— Brief —
Render every line of the records below as a JSON list of strings, one string per line, with blank lines omitted. Leave the picture out of your answer.

------ Material for this exercise ------

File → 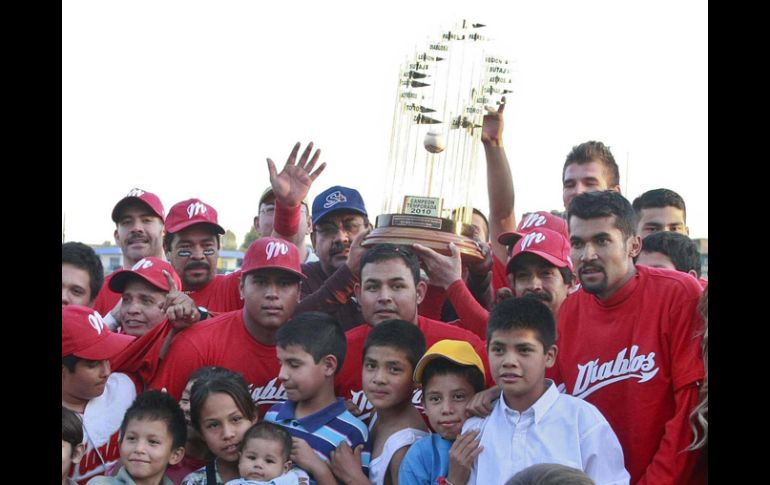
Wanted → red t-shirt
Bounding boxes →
[334,315,494,422]
[149,310,286,416]
[548,266,704,485]
[185,271,243,313]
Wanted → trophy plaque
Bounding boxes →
[362,20,511,262]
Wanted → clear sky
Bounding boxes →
[62,0,708,244]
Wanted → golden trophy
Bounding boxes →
[362,20,511,262]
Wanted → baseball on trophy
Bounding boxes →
[423,130,446,153]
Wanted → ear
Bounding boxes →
[168,446,184,465]
[415,280,428,305]
[321,354,339,377]
[545,344,559,369]
[70,443,86,463]
[626,236,642,258]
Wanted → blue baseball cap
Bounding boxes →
[313,185,369,225]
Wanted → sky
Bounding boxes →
[62,0,708,244]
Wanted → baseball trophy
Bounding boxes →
[362,20,511,263]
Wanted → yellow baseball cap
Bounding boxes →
[414,340,484,382]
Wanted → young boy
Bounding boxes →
[61,305,137,485]
[88,391,187,485]
[332,320,428,485]
[225,421,310,485]
[265,312,369,484]
[398,340,485,485]
[460,297,629,485]
[61,406,85,485]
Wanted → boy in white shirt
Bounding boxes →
[460,297,630,485]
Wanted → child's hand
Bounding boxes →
[447,429,484,485]
[465,386,500,418]
[330,441,369,484]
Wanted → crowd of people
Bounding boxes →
[62,100,708,485]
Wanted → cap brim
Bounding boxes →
[73,332,136,360]
[505,250,569,273]
[497,231,524,246]
[112,197,165,224]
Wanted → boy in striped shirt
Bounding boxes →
[265,312,370,485]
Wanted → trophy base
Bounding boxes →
[361,214,484,263]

------

— Answer for this exercise —
[
  "File → ",
  "Wanted → red t-shirt",
  "Bounding boxes →",
  "[334,315,494,422]",
  "[149,310,286,416]",
  "[548,266,704,485]",
  "[185,271,243,313]",
  "Wanted → trophy plaque",
  "Bounding boxes →",
  "[362,20,511,262]",
  "Wanted → clear sky",
  "Bounding boxes →",
  "[62,0,708,244]",
  "Wanted → golden trophy",
  "Bounding boxes →",
  "[362,20,511,262]",
  "Wanted → baseball on trophy",
  "Bounding boxes →",
  "[423,130,446,153]",
  "Wanted → ear",
  "Bounding boxes →",
  "[168,446,184,465]",
  "[415,280,428,305]",
  "[321,354,339,377]",
  "[545,344,559,369]",
  "[70,443,86,463]",
  "[626,236,642,258]",
  "Wanted → blue baseball cap",
  "Bounding boxes →",
  "[313,185,369,225]",
  "Wanted → sky",
  "Bounding boxes →",
  "[62,0,708,244]",
  "Wanted → baseball trophy",
  "Bounding boxes →",
  "[362,20,511,263]",
  "Wanted → yellow baseball cap",
  "Bounding boxes →",
  "[414,340,484,382]",
  "Wanted → young boy",
  "Bounding boxes →",
  "[61,305,137,485]",
  "[88,391,187,485]",
  "[332,320,428,485]",
  "[225,421,310,485]",
  "[265,312,369,484]",
  "[398,340,485,485]",
  "[460,297,629,485]",
  "[61,406,85,485]",
  "Wanted → boy in white shirt",
  "Bounding boxes →",
  "[460,297,630,485]",
  "Wanted → child's hand",
  "Bounding boxes →",
  "[447,429,484,485]",
  "[465,386,500,418]",
  "[330,441,369,484]",
  "Wanted → crowd of people",
  "Bounding boxes →",
  "[62,100,708,485]",
  "Wanted → cap brim",
  "Bounding boxes →",
  "[73,332,136,360]",
  "[505,250,569,273]",
  "[497,231,524,246]",
  "[112,197,165,224]",
  "Wanted → boy in striped shirt",
  "Bounding boxes →",
  "[265,312,370,485]",
  "Wanted → trophy base",
  "Bounding boxes →",
  "[361,214,484,263]"
]